■ **Supplied passage**
#####

Innovative method brings faster and more efficient visualization of CDF simulation data
Researchers from the IT4Innovations National Supercomputing Centre at VSB-TUO have created an innovative methodology for visualizing large-scale data from computational fluid dynamics (CFD) simulations using volume rendering and advanced visualization techniques. This method, developer using Karolina supercomputer, allows for rapid processing of CFD simulation outcomes and, when paired with interactive photorealistic visualization, opens up new avenues for analyzing flow simulations. The research received funding from the REFRESH project.
CFD simulations are highly intensive in computational demands and often generate huge terabytes to petabytes of resulting data. Efficient processing of this data is crucial for fast and correct analysis of the results. Particularly with unstructured meshes, post-processing requires significant computational power and memory resources. Currently available tools cannot efficiently process large, time-dependent unstructured data in a reasonable time.
Researchers from IT4Innovations have developed a new workflow to process data that allows the re-sampling of hundreds of time steps on an unstructured mesh with one billion cells (tens of terabytes of data) to a sparse regular grid with a density of 11 billion voxels (3D blocks) in minutes. This process uses thousands of processor cores and advanced algorithms for efficient data preparation, which is a prerequisite for the subsequent interactive visualization.
The whole workflow consists of five key steps. First, data is loaded into memory in parallel to ensure fast upload of large data sets. The data is then evenly distributed across the available computational resources, optimizing hardware utilization, and speeding up processing. Unstructured data is then transformed into a regular grid (voxelisation), which simplifies subsequent processing. After resampling, the data is stored in OpenVDB format, the industry standard for computer graphics. Finally, the data is prepared for high-fidelity visualization using Blender to create visually attractive and detailed output for analysis and presentation.
A unique feature of the developed solution is the GPU-accelerated interactive display of time-dependent simulations through volume rendering using a path-tracing renderer. The volumetric representation of simulated quantities allows for efficient interactive exploration of the phenomena in both space and time interactively.
This new methodology for visualizing large-scale data has been validated on specific simulations, such as commercial aircraft. It took 37 minutes to prepare a one-billion cell CFD simulation with 512-time steps (34 TB of data) for an interactive volumetric rendering with 11 billion voxels. This procedure outperforms current visualization techniques and brings a new level of voxelisation scalability.
The method, tested on the Karolina supercomputer in Ostrava, is an efficient tool for post-processing and visualizing large-scale CFD data, allowing researchers and engineers to analyze and visualize simulations faster, even for models with billions of cells. In the future, the research team will focus on implementing a hierarchical approach to reduce the memory demand while maintaining the visual quality of the output, and on further data reduction using neural networks.

#####

■ **Record extracts**
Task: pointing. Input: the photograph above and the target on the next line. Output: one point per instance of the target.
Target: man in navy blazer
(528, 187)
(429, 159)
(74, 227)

#####

■ **Action item**
According to the article on visualizing CFD simulation data, in what format is the data stored after resampling?

■ **Task response**
OpenVDB format